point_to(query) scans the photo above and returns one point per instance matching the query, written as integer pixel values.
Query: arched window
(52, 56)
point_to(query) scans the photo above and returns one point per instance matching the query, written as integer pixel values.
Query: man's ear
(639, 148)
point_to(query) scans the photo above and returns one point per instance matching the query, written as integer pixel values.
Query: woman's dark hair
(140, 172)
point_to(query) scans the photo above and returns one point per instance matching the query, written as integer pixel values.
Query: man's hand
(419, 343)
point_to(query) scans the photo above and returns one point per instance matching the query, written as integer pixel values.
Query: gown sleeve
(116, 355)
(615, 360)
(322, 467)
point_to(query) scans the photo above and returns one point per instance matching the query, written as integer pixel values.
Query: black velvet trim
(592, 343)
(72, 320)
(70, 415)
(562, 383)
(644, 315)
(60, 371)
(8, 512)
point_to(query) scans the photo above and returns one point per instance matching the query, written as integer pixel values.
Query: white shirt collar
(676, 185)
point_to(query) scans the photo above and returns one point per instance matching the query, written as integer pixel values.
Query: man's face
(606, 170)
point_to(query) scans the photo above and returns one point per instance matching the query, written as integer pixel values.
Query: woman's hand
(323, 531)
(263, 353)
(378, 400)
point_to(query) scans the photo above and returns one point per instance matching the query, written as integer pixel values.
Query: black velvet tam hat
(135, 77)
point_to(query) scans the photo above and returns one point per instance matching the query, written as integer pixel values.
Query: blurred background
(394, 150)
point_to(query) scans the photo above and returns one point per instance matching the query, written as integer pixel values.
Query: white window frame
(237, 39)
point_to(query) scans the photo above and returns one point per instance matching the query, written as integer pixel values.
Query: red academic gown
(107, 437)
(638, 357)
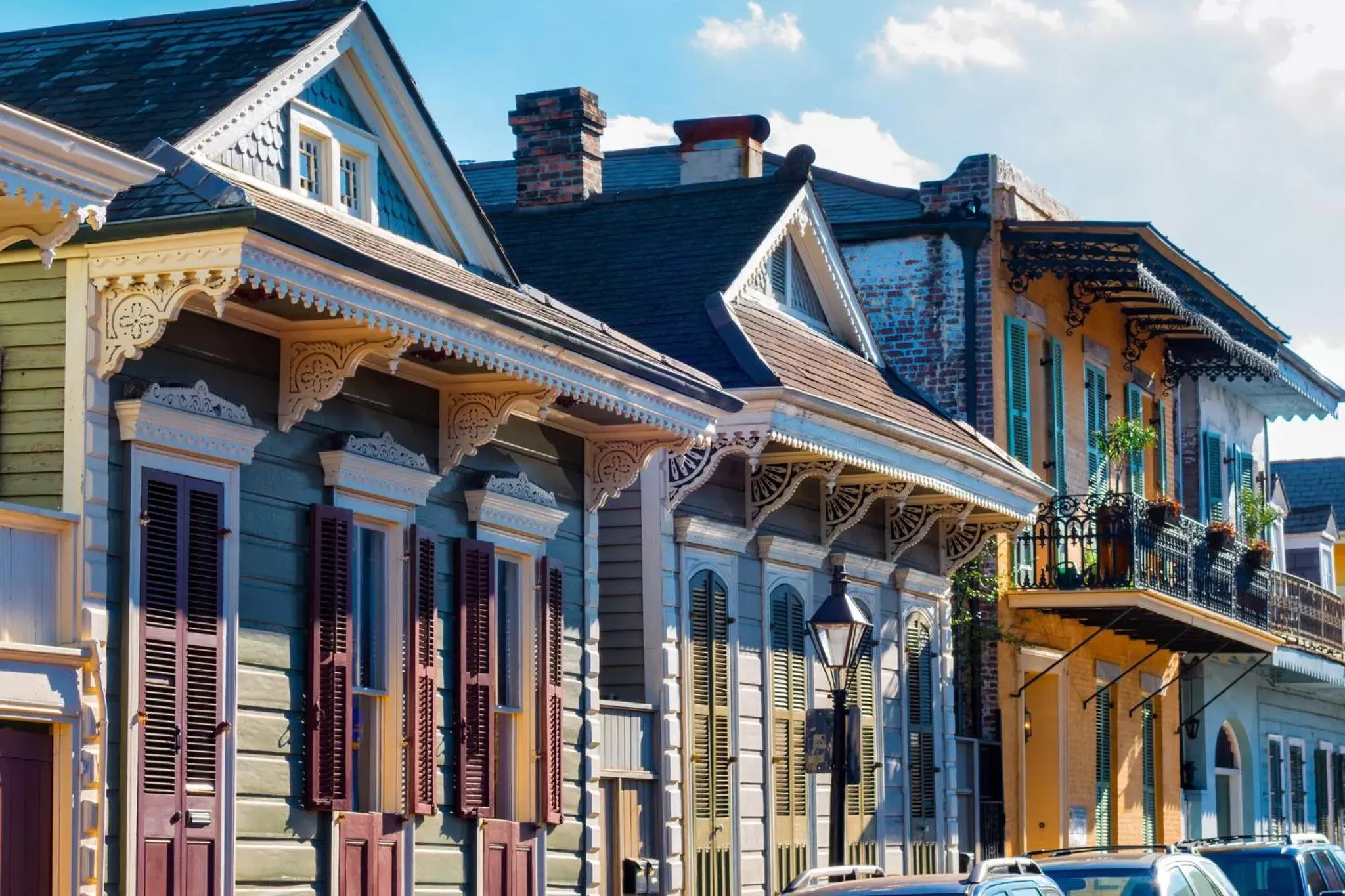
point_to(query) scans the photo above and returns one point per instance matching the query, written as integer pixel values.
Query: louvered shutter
(422, 688)
(550, 687)
(1056, 390)
(1212, 476)
(1017, 391)
(1161, 446)
(328, 733)
(475, 584)
(1136, 413)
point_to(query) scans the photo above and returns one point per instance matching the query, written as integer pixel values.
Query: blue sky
(1222, 121)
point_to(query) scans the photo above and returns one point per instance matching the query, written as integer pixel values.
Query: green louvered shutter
(1161, 446)
(1136, 412)
(1212, 476)
(1056, 390)
(1016, 386)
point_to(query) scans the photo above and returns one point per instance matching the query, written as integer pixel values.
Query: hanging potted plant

Task goal
Would you give the data above again word for word, minus the pictures?

The answer
point_to(query) scans the photo above and returns one point per instance matching the query, written as integer pixel values.
Query: arched window
(52, 56)
point_to(query) scans the photo above and returns one point per instance matching the query, written as integer pixel values.
Query: man's ear
(639, 148)
point_to(query) scans the photo above and returns one point per instance matching the query, written as integer pixel values.
Query: woman's dark hair
(140, 172)
point_to(query) scans the photo above and returns one point per instance matching the query, written as integer pixel values.
Query: man's hand
(419, 343)
point_to(query) scans the photo above and returns one point per instance matching the query, written as integer pixel values.
Query: gown sleeve
(116, 355)
(615, 360)
(322, 467)
point_to(query) scans the photo above and returns one point per instance matching the query, written as integer pixel values.
Query: black velvet trim
(592, 343)
(72, 320)
(70, 415)
(562, 383)
(644, 315)
(60, 371)
(8, 512)
point_to(query) scans the photo above and returns one point per instance matching the query, written as integer pixel values.
Query: white shirt collar
(676, 185)
point_to(query) scans the photo above and returns one point per instance matching the query, written as integer pixel values.
Query: man's face
(606, 170)
point_to(query) scans the photo above and returns one point per instance matching the query, written as integer pixel values.
Query: woman's hand
(323, 531)
(263, 353)
(378, 400)
point_to(query) scans the photo above and returns one point per instance matching the query, written as integer pixel values.
Query: black velvet tam hat
(135, 77)
point_to(query) scans the photo above and returns one point per instance matching the query, written as integer pixel values.
Query: blurred background
(394, 150)
point_to(query) scans the photo above and returns one point per instance matching the query, written as integer pixel values.
Query: white window frame
(237, 39)
point_to(query) scans the photo above and returns one point per instance matching the query, written as integer pixel values.
Query: red academic gown
(107, 437)
(638, 357)
point_to(query) scans the photo above and returns one point per instance matching the query, written as integer pixel values.
Query: louvered shutter
(422, 688)
(550, 687)
(1056, 390)
(1212, 476)
(1017, 391)
(1161, 446)
(328, 733)
(475, 584)
(1136, 413)
point_to(query) scans the photo above and returns one point per instance matching the query, written as integer pixel values.
Query: blue sky
(1222, 121)
point_to(query) scans the photo above and returns one point per instance matching the query, written as integer pixel values.
Query: green louvered shutter
(1161, 446)
(1136, 412)
(1212, 476)
(1056, 390)
(1016, 386)
point_to(query) scans the photo above and returns one point per instance matching the query, written as integer pixel values.
Query: hanging potted plant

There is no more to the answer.